Data supplied START
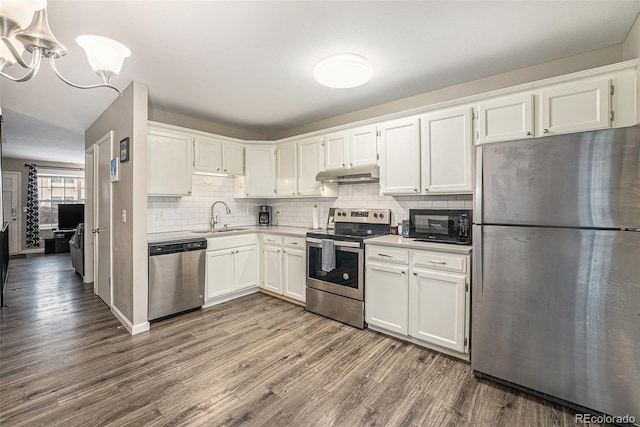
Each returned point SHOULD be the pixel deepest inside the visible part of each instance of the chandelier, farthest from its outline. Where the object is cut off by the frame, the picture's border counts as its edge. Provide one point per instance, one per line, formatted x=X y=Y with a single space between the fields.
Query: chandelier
x=24 y=28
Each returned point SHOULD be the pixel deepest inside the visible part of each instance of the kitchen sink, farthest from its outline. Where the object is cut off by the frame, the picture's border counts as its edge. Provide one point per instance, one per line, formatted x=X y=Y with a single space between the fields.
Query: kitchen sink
x=218 y=230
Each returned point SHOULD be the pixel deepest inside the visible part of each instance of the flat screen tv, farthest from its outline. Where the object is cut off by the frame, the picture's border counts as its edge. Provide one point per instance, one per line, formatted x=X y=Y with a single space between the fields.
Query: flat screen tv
x=70 y=215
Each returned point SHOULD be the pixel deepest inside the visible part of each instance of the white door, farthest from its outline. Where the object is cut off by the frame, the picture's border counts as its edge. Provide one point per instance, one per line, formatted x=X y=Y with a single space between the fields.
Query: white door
x=364 y=149
x=574 y=107
x=272 y=269
x=102 y=219
x=219 y=272
x=286 y=170
x=89 y=215
x=505 y=118
x=245 y=267
x=445 y=151
x=387 y=296
x=400 y=157
x=335 y=150
x=294 y=273
x=233 y=158
x=11 y=208
x=310 y=160
x=438 y=308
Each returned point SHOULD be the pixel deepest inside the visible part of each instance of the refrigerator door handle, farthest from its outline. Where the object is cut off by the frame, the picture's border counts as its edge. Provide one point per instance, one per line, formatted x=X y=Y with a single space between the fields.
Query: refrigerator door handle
x=477 y=198
x=477 y=264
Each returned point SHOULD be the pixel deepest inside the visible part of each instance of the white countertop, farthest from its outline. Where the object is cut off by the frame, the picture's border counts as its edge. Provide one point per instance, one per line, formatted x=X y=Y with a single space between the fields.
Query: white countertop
x=182 y=235
x=410 y=243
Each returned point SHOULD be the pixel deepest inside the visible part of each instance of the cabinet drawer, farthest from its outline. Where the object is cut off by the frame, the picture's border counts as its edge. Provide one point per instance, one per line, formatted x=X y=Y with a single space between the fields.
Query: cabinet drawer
x=440 y=261
x=388 y=254
x=271 y=239
x=294 y=242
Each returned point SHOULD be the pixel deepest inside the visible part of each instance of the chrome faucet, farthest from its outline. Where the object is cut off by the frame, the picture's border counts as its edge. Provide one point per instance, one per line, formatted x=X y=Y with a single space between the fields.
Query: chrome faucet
x=213 y=219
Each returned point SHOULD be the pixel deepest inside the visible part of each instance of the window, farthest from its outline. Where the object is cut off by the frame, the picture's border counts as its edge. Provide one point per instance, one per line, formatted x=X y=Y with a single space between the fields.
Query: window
x=54 y=190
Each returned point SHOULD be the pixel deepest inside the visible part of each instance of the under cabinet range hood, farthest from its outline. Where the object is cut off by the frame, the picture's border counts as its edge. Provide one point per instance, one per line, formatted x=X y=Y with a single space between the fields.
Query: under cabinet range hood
x=352 y=176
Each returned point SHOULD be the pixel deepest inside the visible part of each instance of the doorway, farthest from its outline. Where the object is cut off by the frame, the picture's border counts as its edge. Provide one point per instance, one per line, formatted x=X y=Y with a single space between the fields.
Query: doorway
x=12 y=209
x=101 y=230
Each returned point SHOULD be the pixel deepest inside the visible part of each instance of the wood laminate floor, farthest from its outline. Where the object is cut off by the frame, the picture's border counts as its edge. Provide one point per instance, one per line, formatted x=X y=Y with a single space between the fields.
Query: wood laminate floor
x=255 y=361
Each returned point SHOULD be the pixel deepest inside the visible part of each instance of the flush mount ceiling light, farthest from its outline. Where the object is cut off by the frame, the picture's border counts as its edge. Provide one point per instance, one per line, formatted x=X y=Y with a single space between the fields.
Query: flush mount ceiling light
x=24 y=27
x=344 y=70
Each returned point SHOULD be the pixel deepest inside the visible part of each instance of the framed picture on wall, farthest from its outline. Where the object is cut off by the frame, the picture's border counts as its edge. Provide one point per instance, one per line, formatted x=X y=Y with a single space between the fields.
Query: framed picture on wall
x=124 y=150
x=114 y=170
Data supplied END
» **What you have to do**
Each entry is to be returned as it stands, and each picture is to be left out.

» **Solution for this problem**
Each returned point SHOULD be the pixel deepest inside the visible part of each instance of the chandelier, farthest from its outline. Where the object is cut off by the frame, the picture's border counts as its edge. Provide one point per instance, one per line, formatted x=X y=Y with a single space between the fields.
Query: chandelier
x=24 y=28
Each returned point SHOULD be the pixel deepest inside the visible part of each instance of the kitchen sink, farthest from its outline. Where the object is cut off by the frame, the picture's border counts as its edge. Provide one point per instance, one per line, formatted x=X y=Y with a single space between the fields.
Query: kitchen sink
x=218 y=230
Each returned point SHOULD be the pixel deepest inside the visible part of each instance of the flat screen tv, farthest from its outline. Where the object is cut off by the frame, the picture's border counts as its edge. Provide one point per instance, one per line, formatted x=X y=Y with a single space between the fields.
Query: flat screen tv
x=70 y=215
Each returned point SHOULD be the pixel deepest inside the visible part of each instance of the white door, farthest from its outline. Where the object is cut off by the frame, the picture's border counts as its edge. Provide one point per instance, one per line, formatted x=X y=Y with a single space between the fields.
Query: white door
x=364 y=149
x=574 y=107
x=272 y=269
x=102 y=219
x=219 y=272
x=286 y=170
x=89 y=215
x=505 y=118
x=245 y=267
x=445 y=151
x=387 y=296
x=400 y=157
x=335 y=150
x=294 y=273
x=233 y=158
x=11 y=208
x=310 y=160
x=438 y=308
Each returned point SHOULD be the pixel deepest inside the visible part of each instance of the refrigerator door handle, farthest from its outline. Where the object is cut off by the frame, the picture's border counts as its edge. Provide one point per instance, one per line, formatted x=X y=Y with a single space between the fields.
Query: refrigerator door handle
x=477 y=198
x=477 y=264
Each returned point SHOULD be the pixel deepest inside the visible part of each instance of the white countertop, farthest from its outline. Where the object is cut off by the frame, the picture's border counts as its edge. Provide one point per instance, one per line, formatted x=X y=Y with a single space between the fields.
Query: white countertop
x=182 y=235
x=410 y=243
Each returned point SHOULD be the pixel deepest inside the visible part of each instance of the cabinet drawer, farthest from its outline. Where the object is cut off by the frame, the picture's border counts as its edge. Provide one point per instance, one per line, formatted x=X y=Y with a single space between the fields.
Query: cabinet drawer
x=440 y=261
x=388 y=254
x=271 y=239
x=294 y=242
Each returned point SHOULD be the pixel deepest inside the visible part of each instance of the chrome faucet, farthest from its outline. Where the object is cut off by the frame, the picture's border counts as its edge. Provide one point per instance, one per line, formatted x=X y=Y with a single space between the fields.
Query: chrome faucet
x=213 y=219
Each returned point SHOULD be the pixel deepest inside the visible part of each instance of the window, farthest from its outline. Where the object is cut off by the frame, the picture's border counts as its edge. Provide one point per instance, one per line, formatted x=X y=Y with a single space between the fields.
Query: window
x=54 y=190
Each returned point SHOULD be the pixel deepest inside the visible part of each instance of the under cabinet range hood, farthest from its outline. Where the object is cut off by the frame, the picture's border counts as its edge. Provide one point per instance, one per line, formatted x=X y=Y with a single space between the fields.
Query: under cabinet range hood
x=352 y=176
Each returned point SHOULD be the pixel deepest inside the visible part of each instance of the doorway, farthest from its outline. Where the object is cut off by the frame, the picture's border counts as its edge. Provide one point per instance, one per line, formatted x=X y=Y with a single space between the fields.
Query: doorway
x=12 y=209
x=101 y=230
Each returned point SHOULD be the pixel deepest inside the visible part of each instance of the wood laminate floor, farthest from its outline. Where the object is cut off by the frame, the picture's border counts as its edge. Provide one point per instance, one per line, formatted x=X y=Y with a single space between the fields.
Query: wood laminate floor
x=255 y=361
Each returned point SHOULD be the pixel deepest inside the visible part of each instance of the flush mount ceiling light, farthest from its outline. Where the object is cut off by the frame, the picture's border counts as its edge. Provide one point per instance, one per line, formatted x=X y=Y with a single space between the fields.
Query: flush mount ceiling light
x=24 y=27
x=344 y=70
Each returned point SHOULD be the pixel deepest inside the visible part of each instance of the framed picture on wall, farthest from its outline. Where the object is cut off by the frame, the picture's border counts as its edge. Provide one point per instance, one per line, formatted x=X y=Y with a single space between the fields.
Query: framed picture on wall
x=124 y=150
x=114 y=170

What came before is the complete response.